** DOCUMENT EXCERPT **
Revolutionary Worker #1125, November 4, 2001, posted at

"U.S. policy was to promote the rapid development of Caspian energy... We did so specifically to promote the independence of these oil-rich countries, to in essence break Russia's monopoly control over the transportation of oil from the region, and frankly, to promote Western energy security through diversification of supply."

Sheila Heslin, energy expert, at the
White House National Security Council,
Senate Testimony 1997

"The U.S. strategy toward Russia is aimed at weakening its international position and ousting it from strategically important regions of the world, above all, the Caspian region: the Transcaucasus and Central Asia."

Russian Defense Minister Igor Sergeyev, 1999

"The circumstances in the world have shifted. In a year or two, or three, we'll see considerably different arrangement in the globe than existed prior to September 11 because the event is of that magnitude."

Donald Rumsfeld, U.S. Secretary of Defense,
Washington Times, Oct. 24

A decade ago, many republics of the former Soviet Union declared their independence across a sweeping arc of the Eurasian landmass--tearing the whole southern half of the Soviet Union from Russia. This region contains many of the world's largest and most undeveloped sources of energy--vast oil and gas fields starting at the oil city of Baku on the Caspian Sea and stretching eastward through the five countries known as the Central Asian Republics (CARs)--Turkmenistan, Uzbekistan, Kazakhstan, Tajikistan and Kyrgyzstan.

Control of oil means control of those who need that oil. It is a lifeblood of modern empire.

The United States ruling class considers these countries from Turkey to China as key "prizes" to be snatched up after the collapse of the Soviet Union. For Russia--struggling, bankrupt and weakened through the 1990s--control of these energy-rich countries is essential for any hopes of re-emerging as a world-scale superpower.

** EXERCISE GOAL **
Revise the stretch from "Control of oil" through "a world-scale superpower." in the article on Caspian oil, replacing "lifeblood" with "foundation".

** RECORDED INFORMATION **
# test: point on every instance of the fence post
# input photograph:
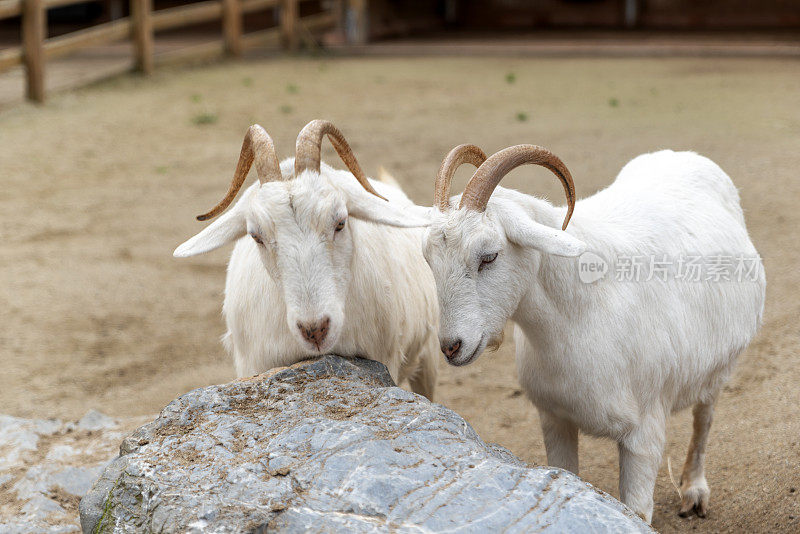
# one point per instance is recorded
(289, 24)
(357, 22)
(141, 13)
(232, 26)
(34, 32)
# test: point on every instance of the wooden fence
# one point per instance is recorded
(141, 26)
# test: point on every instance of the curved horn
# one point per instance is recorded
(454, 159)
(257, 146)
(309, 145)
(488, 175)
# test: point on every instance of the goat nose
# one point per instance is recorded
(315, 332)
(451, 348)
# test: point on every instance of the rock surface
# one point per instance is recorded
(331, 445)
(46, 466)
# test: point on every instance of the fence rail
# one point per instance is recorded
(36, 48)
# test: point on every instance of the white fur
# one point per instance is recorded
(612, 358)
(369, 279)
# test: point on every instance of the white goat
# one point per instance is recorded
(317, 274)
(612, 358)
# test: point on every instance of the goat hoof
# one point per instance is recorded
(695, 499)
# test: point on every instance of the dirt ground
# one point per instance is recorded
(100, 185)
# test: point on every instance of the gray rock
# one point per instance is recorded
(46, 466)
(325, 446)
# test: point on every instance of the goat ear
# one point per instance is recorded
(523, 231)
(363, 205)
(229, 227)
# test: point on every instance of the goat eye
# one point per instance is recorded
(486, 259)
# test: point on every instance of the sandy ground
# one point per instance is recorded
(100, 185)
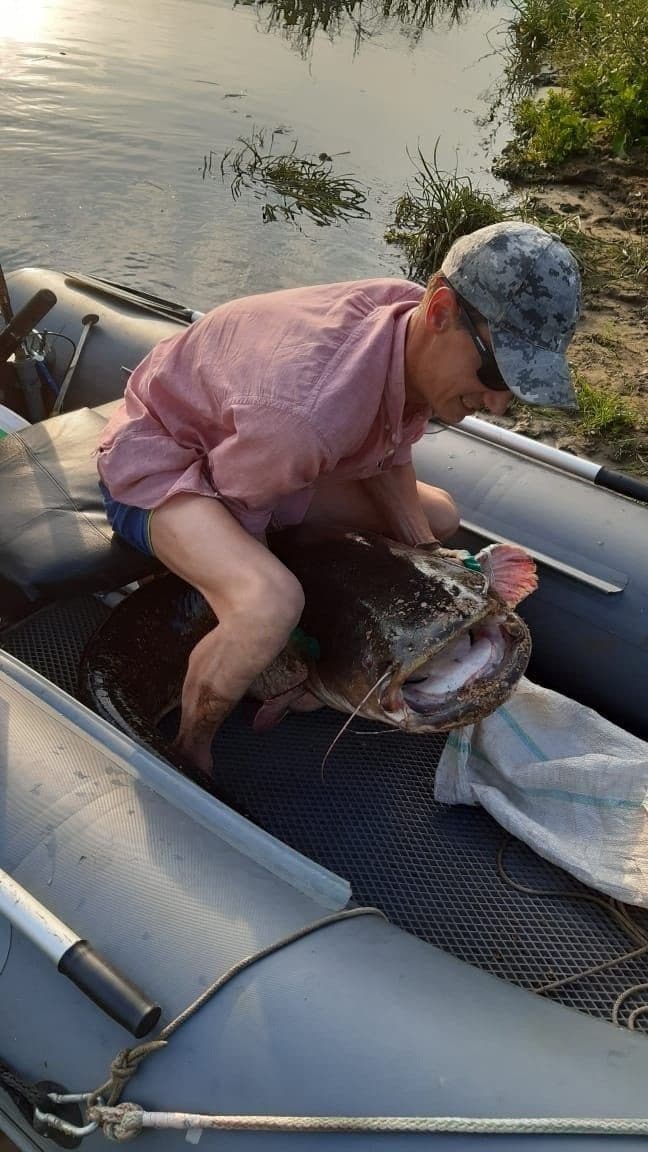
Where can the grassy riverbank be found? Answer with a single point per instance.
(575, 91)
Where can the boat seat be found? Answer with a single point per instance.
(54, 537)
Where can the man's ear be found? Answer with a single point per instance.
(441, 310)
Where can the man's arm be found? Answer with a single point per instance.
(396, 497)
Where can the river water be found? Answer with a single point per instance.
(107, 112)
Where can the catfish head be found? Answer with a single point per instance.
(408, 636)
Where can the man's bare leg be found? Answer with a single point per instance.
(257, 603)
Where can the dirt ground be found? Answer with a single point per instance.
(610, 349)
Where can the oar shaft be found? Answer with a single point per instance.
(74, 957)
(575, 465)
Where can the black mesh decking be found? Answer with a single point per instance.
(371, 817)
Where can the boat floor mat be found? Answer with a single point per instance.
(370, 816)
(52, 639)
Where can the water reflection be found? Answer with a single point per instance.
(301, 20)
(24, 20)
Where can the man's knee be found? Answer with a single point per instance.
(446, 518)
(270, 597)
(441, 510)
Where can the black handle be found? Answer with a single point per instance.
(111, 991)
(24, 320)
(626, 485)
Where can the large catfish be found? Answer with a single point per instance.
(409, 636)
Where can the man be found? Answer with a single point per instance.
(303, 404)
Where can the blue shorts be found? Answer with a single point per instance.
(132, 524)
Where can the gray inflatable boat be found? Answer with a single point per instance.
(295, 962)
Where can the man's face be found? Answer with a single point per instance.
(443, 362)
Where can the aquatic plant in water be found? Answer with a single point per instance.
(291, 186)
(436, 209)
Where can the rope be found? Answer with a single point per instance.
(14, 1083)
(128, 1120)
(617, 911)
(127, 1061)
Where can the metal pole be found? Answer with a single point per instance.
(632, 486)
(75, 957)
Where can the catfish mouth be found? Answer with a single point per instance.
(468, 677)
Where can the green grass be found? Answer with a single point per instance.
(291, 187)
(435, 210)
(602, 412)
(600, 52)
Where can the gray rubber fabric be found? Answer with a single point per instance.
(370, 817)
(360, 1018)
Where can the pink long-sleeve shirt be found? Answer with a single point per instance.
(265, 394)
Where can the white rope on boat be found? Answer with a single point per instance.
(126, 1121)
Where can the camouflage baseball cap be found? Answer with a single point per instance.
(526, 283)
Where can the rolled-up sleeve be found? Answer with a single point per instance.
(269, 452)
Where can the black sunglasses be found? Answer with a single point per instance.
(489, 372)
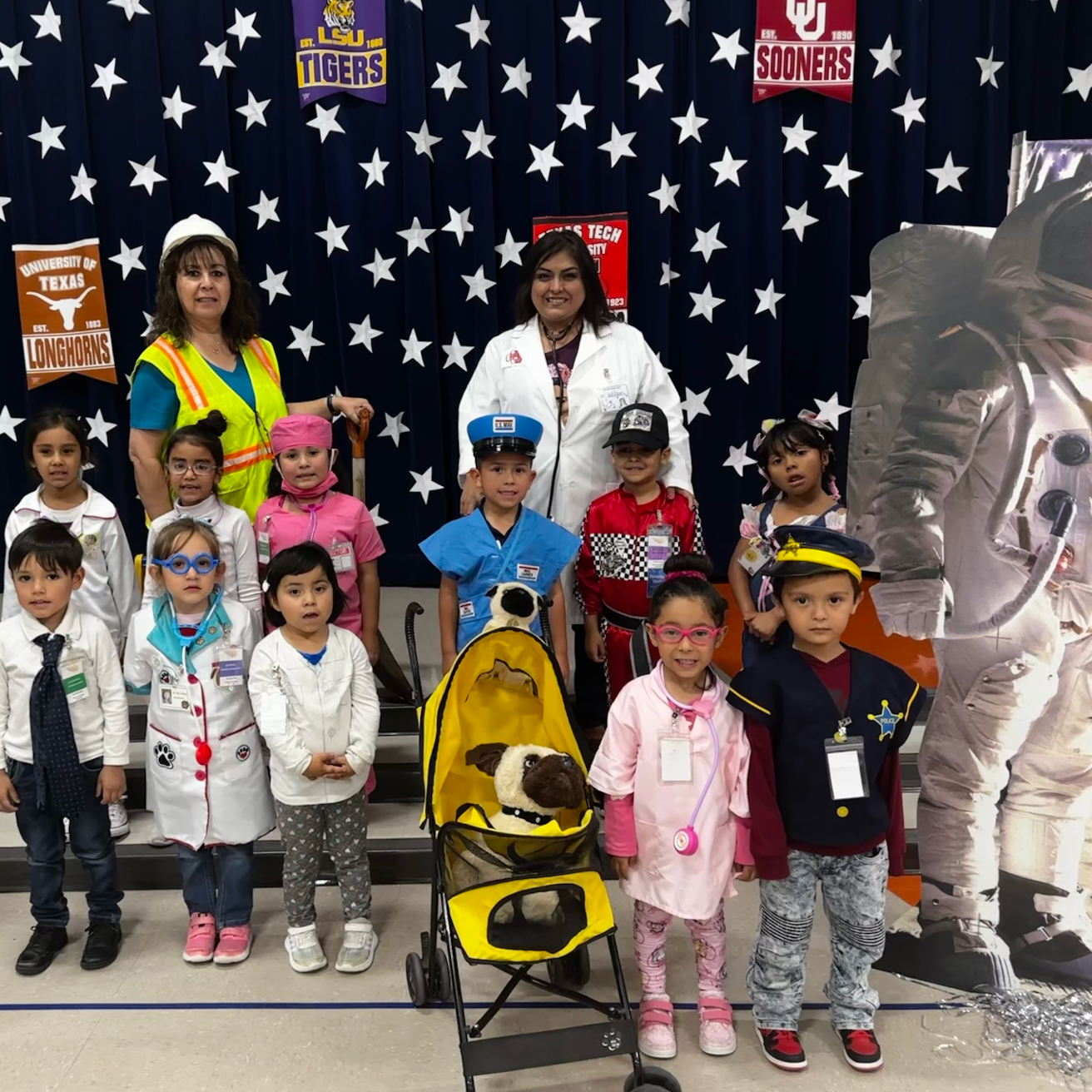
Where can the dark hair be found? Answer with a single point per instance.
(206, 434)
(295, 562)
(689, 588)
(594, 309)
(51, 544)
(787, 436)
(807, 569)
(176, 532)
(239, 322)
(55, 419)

** OUTPUT **
Control of oil means control of those who need that oil. It is a foundation of modern empire.

The United States ruling class considers these countries from Turkey to China as key "prizes" to be snatched up after the collapse of the Soviet Union. For Russia--struggling, bankrupt and weakened through the 1990s--control of these energy-rich countries is essential for any hopes of re-emerging as a world-scale superpower.